Information given ▸
______
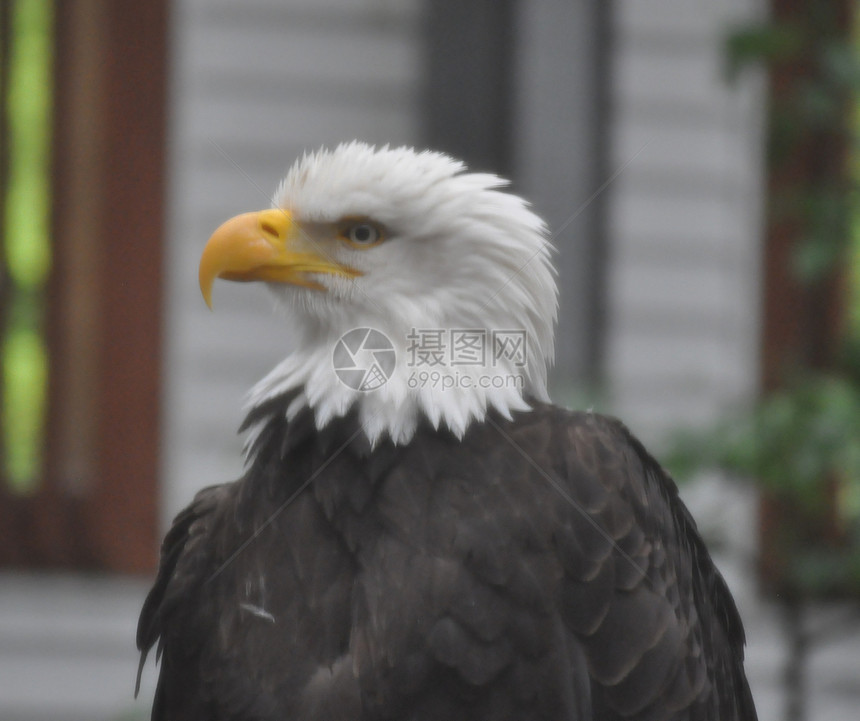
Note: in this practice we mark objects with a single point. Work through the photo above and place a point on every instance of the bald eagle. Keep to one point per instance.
(419, 533)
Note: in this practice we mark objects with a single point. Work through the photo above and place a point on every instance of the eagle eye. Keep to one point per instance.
(362, 234)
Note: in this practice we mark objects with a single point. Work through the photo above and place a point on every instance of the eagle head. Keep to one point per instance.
(403, 264)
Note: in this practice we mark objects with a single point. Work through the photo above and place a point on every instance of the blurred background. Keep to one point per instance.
(695, 163)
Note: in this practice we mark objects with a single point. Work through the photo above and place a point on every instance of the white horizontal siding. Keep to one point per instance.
(254, 85)
(684, 217)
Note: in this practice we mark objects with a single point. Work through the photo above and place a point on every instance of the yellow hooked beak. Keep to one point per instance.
(266, 245)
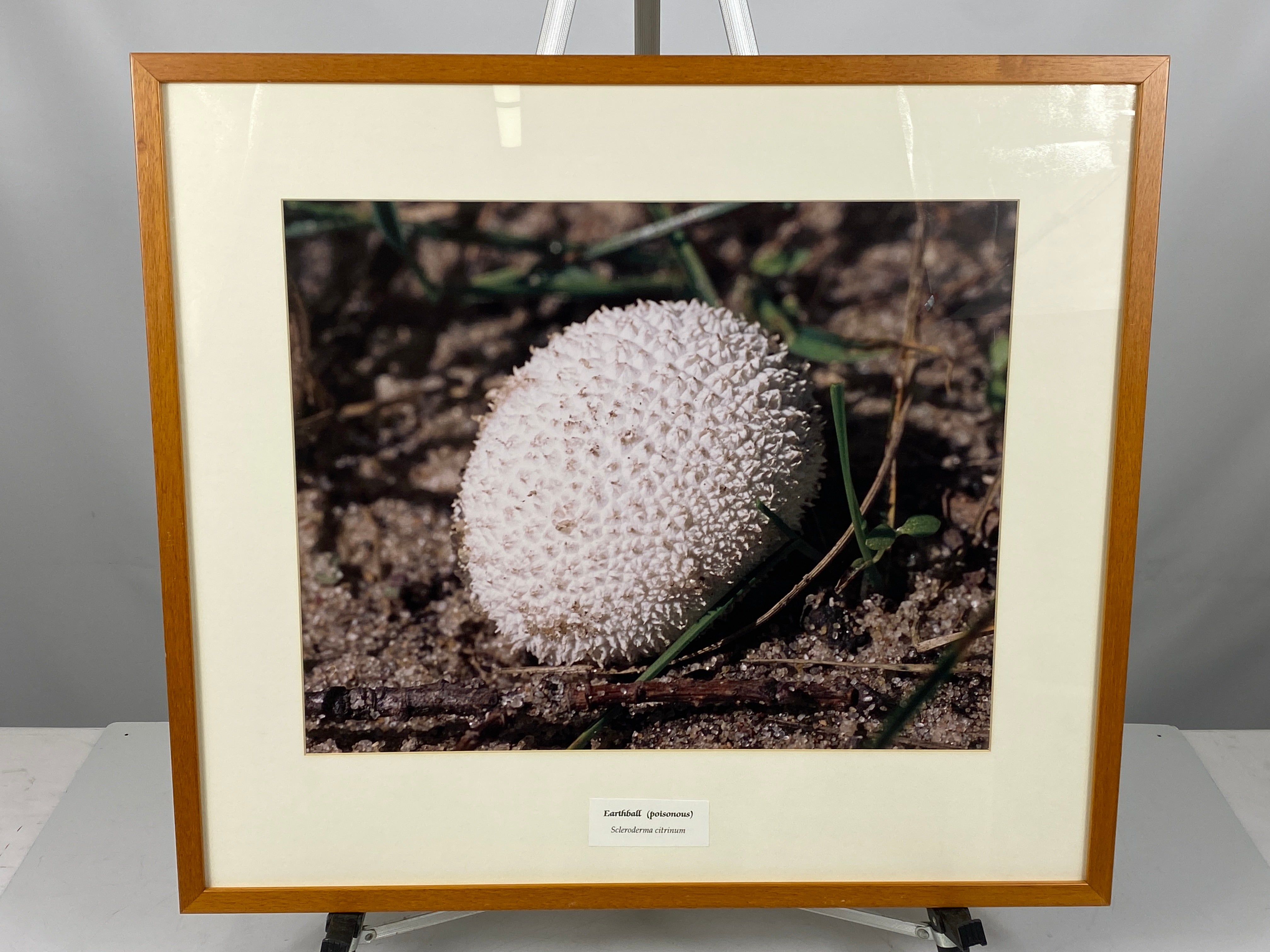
______
Could you write out exactly the lines from the line containing "siding. Keep to one point per instance." to the end of the material, and nothing else? No pictures belong in the copy.

Note: in this practice we mark objects with a single point. Work through the photo above and place a point on every instance of the white horizontal siding. Keep to one point per instance.
(254, 85)
(684, 217)
Note: in this practice we mark objects with a single point. Work through the photo above and place a point on every instance of the yellow hooked beak. Keep to one point per instance.
(266, 245)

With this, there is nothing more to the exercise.